● Aim: Arrange every line of the records below as a Markdown table with two columns, Number and Entry, numbering each row and omitting blank lines. Leave the pictures out.

----- Data entries

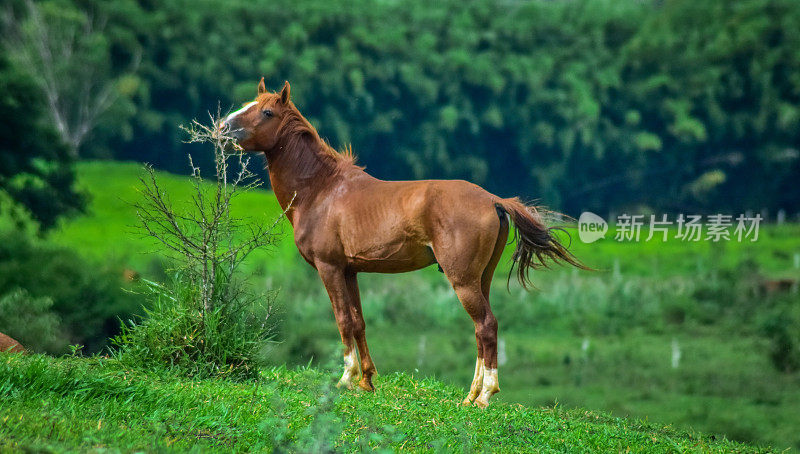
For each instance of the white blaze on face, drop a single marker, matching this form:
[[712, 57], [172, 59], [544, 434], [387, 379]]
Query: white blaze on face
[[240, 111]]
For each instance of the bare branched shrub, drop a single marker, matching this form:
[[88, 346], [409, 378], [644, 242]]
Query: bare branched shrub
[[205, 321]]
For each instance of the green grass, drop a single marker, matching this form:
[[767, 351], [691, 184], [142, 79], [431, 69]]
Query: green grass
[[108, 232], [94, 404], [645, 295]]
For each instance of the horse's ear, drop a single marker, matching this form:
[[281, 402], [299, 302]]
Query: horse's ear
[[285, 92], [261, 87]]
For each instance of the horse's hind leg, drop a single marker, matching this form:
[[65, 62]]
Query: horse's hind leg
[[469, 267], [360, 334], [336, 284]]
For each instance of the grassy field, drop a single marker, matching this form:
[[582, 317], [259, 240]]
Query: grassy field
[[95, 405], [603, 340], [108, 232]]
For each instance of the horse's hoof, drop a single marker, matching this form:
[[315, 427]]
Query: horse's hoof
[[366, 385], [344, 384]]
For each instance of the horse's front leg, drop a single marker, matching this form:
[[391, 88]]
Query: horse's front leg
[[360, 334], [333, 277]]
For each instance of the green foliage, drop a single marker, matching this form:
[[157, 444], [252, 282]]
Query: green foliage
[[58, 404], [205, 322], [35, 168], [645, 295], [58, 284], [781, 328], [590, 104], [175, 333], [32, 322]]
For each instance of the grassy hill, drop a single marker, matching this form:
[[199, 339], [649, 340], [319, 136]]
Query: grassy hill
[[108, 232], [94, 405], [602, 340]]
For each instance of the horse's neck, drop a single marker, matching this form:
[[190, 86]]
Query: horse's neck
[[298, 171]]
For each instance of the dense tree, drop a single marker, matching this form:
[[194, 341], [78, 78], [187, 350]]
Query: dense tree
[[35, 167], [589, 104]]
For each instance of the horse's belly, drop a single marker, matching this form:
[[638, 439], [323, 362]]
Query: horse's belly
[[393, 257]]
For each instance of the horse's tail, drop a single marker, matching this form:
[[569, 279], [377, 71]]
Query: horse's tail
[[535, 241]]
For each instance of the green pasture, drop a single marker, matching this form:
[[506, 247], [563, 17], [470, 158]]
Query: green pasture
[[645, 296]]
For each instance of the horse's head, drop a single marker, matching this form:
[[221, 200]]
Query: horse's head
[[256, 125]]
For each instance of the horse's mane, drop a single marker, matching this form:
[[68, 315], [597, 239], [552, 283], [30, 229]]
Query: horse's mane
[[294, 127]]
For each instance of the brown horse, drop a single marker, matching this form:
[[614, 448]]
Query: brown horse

----------

● Completed exercise:
| Number | Entry |
|---|---|
| 1 | For each instance of the white blaze on face, drop a single marker, matching this form: |
| 2 | [[712, 57], [172, 59], [544, 434], [387, 379]] |
| 3 | Query: white blaze on face |
| 4 | [[240, 111]] |
| 5 | For each instance of the bare branched shrub, drop a single marker, matching this form: |
| 6 | [[88, 346], [409, 378], [644, 242]] |
| 7 | Query: bare branched shrub |
| 8 | [[205, 321]] |
| 9 | For each instance of the green grass, drop a single marker, matching this form: |
| 10 | [[767, 351], [691, 184], [142, 79], [431, 69]] |
| 11 | Query: green grass |
| 12 | [[108, 232], [94, 404], [645, 295]] |
| 13 | For each instance of the horse's ear, drop a single marker, matching this form: |
| 14 | [[281, 402], [299, 302]] |
| 15 | Query: horse's ear |
| 16 | [[285, 92], [261, 87]] |
| 17 | For each instance of the horse's hind leg, drop a single marker, matching this form: |
| 18 | [[65, 62]] |
| 19 | Query: horse's hind leg |
| 20 | [[469, 267], [360, 334], [336, 284]] |
| 21 | For each instance of the grassy field, drop a single marker, matching this form: |
| 22 | [[582, 317], [259, 240]] |
| 23 | Query: grassy field |
| 24 | [[95, 405], [603, 340], [108, 232]] |
| 25 | For each instance of the horse's hoof, drop a single marker, matching this form: |
| 26 | [[315, 427]] |
| 27 | Query: horse's hoof |
| 28 | [[366, 385], [344, 384]] |
| 29 | For each instance of the horse's front leg, drop a single marker, matching this form: |
| 30 | [[391, 88]] |
| 31 | Query: horse's front leg |
| 32 | [[360, 334], [333, 277]] |
| 33 | For each instance of the green foliage, drop a single marker, matching this form: |
| 34 | [[157, 444], [252, 282]] |
| 35 | Query: green foliage |
| 36 | [[58, 404], [205, 322], [35, 168], [645, 295], [58, 284], [781, 328], [590, 104], [175, 333], [32, 322]] |
| 37 | For each instance of the grassy hill, drop a single marker, matching this form: |
| 38 | [[199, 339], [649, 340], [319, 136]] |
| 39 | Query: grassy hill |
| 40 | [[108, 232], [94, 405], [602, 340]] |
| 41 | For each instance of the horse's neck, drop a single marker, matching this form: |
| 42 | [[190, 86]] |
| 43 | Query: horse's neck |
| 44 | [[298, 171]] |
| 45 | For each instance of the dense tree, drop a single marker, matching this form: |
| 46 | [[194, 341], [78, 78], [187, 350]] |
| 47 | Query: dense tree |
| 48 | [[35, 167], [589, 104]] |
| 49 | For each instance of the horse's belly, drop a single marker, matching this form: |
| 50 | [[638, 439], [323, 362]] |
| 51 | Query: horse's belly |
| 52 | [[393, 257]] |
| 53 | For each instance of the horse's tail, drop a single marker, matching this form: |
| 54 | [[569, 279], [377, 71]] |
| 55 | Query: horse's tail |
| 56 | [[535, 241]] |
| 57 | For each instance of the green pasture, drop a single marker, matching this form: |
| 58 | [[506, 247], [563, 17], [470, 158]] |
| 59 | Query: green pasture |
| 60 | [[645, 296]] |
| 61 | For each instance of the horse's head, drop a single marker, matching this form: |
| 62 | [[221, 200]] |
| 63 | Query: horse's head |
| 64 | [[256, 125]] |
| 65 | For each instance of the horse's mane, drop a single marker, matching this form: |
| 66 | [[68, 315], [597, 239], [552, 283], [30, 229]] |
| 67 | Query: horse's mane |
| 68 | [[294, 127]] |
| 69 | For each instance of the brown horse, drop a single marker, matching this form: |
| 70 | [[614, 448]] |
| 71 | Query: brown horse |